Problem statement
Can you locate every line of the material that contains the word "part", with uppercase and lowercase counted as different, and copy each of those lines in full?
--- START Records provided ---
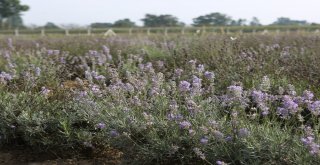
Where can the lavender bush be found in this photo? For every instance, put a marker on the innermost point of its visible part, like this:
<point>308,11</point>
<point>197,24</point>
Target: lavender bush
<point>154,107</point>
--- END Records provided ---
--- START Records provided ---
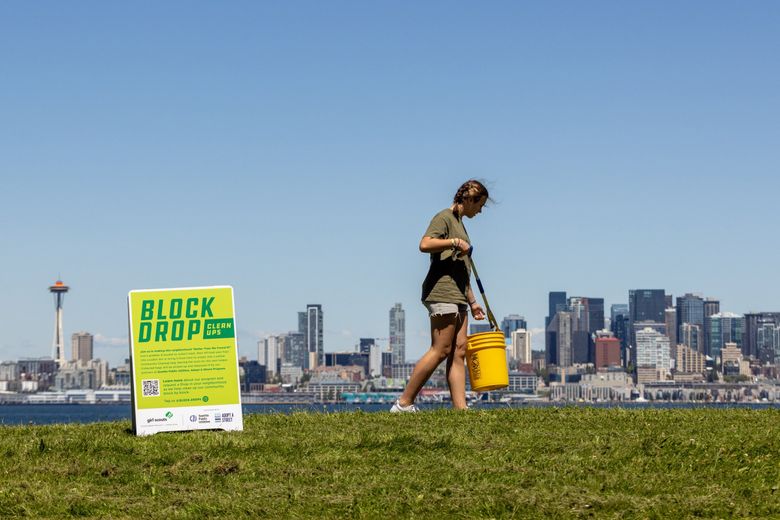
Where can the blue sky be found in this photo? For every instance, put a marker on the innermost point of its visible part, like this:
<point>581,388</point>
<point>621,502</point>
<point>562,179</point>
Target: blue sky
--- END Records provided ---
Complete response
Where can the lavender bush be found in this photo? For every instance, put a marker on the innermost point of its visible part, like this:
Where can the blue sky be found in this photo? For every instance, put a marker on the innermost point of its visible part, like this:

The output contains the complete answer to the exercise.